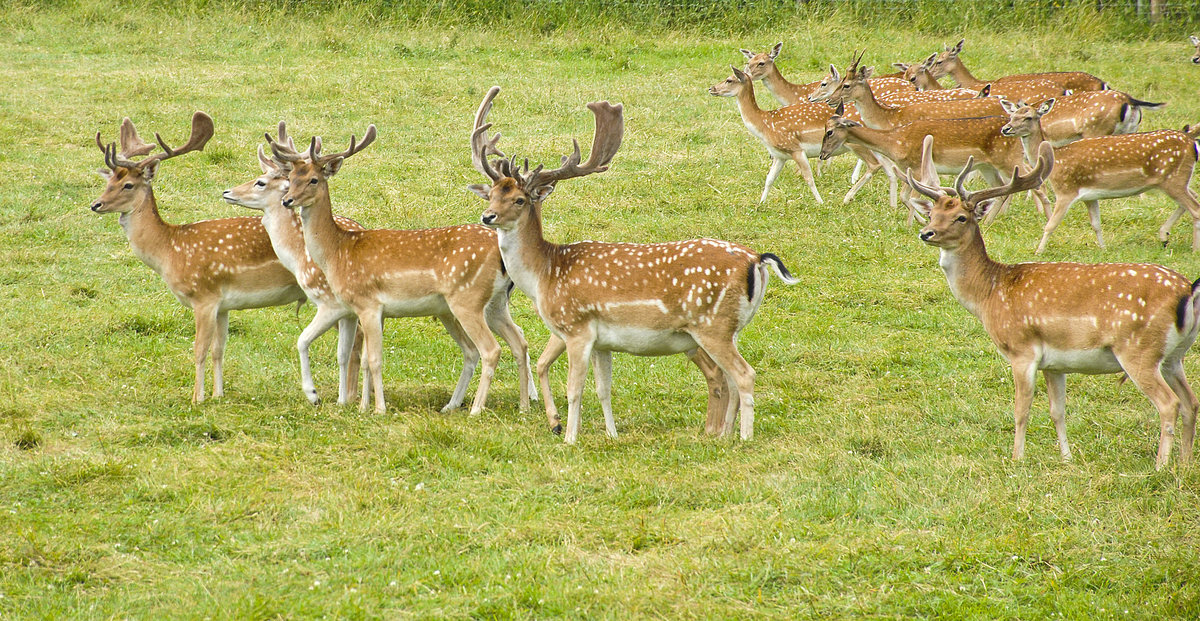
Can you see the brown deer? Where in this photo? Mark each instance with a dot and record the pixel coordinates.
(1063, 318)
(955, 143)
(265, 194)
(947, 62)
(211, 266)
(792, 132)
(454, 273)
(643, 299)
(1110, 167)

▬▬▬▬▬▬▬▬▬▬

**REQUEST**
Copy the text of every entry above word for word, and leave the pictures out of your copy.

**CORRECT RESULT**
Can you see the brown deer? Where in this photo? Mark each instance with a dot and record the pixel coordinates.
(1063, 318)
(955, 143)
(265, 194)
(947, 62)
(211, 266)
(792, 132)
(454, 273)
(643, 299)
(1110, 167)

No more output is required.